Alexandre Dumas ou l’esprit français
Alexandre Dumas, considéré avec Victor Hugo et Chateaubriand comme l'un des plus grands écrivains français de tous les temps est à l'honneur en ce moment. Et tant mieux. Avec plus de 8 millions d'entrées au box-office depuis 11 semaines, Le Comte de Monte-Cristo issu du célébrissime roman de Dumas cartonne dans les salles de cinéma. Dumas, cet écrivain hors pair qui fut en quelque sorte l'inventeur du roman historique, méritait bien un (petit) article ô combien modeste en regard de son génie littéraire. Le créateur des trois mousquetaires, de vingt ans après, du Vicomte de Bragelonne, de la Reine Margot, du Chevalier de Maison-Rouge, du dictionnaire amoureux, du Chevalier de Sainte Hermine (que j'ai découvert tout récemment et qui fut apparemment son dernier roman inachevé) et de tant d'autres incarne par sa plume, son insatiable joie de vivre, son goût de l'aventure, des femmes et des plaisirs de la table ce si magnifique "esprit français" que notre triste époque tend à faire disparaître. Alors lisons ou relisons Dumas. Voyageons avec lui au-travers de ses romans et de ses héros, qui sont par la force des choses aussi devenus les nôtres et faisons également connaissance avec quelques grandes figures de l'Histoire de France que l'auteur nous fait découvrir au détour d'aventures de capes et d'épées ou d'autres épopées tout aussi incroyables. Le lecteur rencontrera pêle mêle le Cardinal de Richelieu (le "grand Cardinal"), Louis XIII, Mazarin, Louis XIV, Fouquet, Colbert, Napoléon, Fouché ou même l'amiral Neslon à Trafalgar.

---*---

### ÉNONCÉ
Selon le texte sur Alexandre Dumas, pourquoi l'écrivain est-il « à l'honneur en ce moment » ? Expliquez-le en une à trois phrases. Les lignes n'interviennent en rien dans cet exercice.

### DONNÉES ENREGISTRÉES
---*---

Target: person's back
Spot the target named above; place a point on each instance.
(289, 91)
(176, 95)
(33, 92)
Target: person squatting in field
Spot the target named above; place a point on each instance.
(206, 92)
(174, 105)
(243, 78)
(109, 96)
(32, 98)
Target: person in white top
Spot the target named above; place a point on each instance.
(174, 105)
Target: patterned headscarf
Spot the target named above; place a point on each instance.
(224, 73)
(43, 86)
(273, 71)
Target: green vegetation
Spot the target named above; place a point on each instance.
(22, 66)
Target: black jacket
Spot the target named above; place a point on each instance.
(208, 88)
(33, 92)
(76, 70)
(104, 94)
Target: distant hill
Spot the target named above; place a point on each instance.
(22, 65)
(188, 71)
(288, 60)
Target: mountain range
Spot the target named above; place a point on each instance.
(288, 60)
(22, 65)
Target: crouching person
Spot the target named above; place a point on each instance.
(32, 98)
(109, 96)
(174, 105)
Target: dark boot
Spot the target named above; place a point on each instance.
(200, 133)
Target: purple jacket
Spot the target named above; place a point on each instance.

---*---

### RÉPONSE
Dumas est à l'honneur parce que Le Comte de Monte-Cristo, tiré de son célèbre roman, cartonne dans les salles de cinéma. Le film compte plus de 8 millions d'entrées au box-office depuis 11 semaines.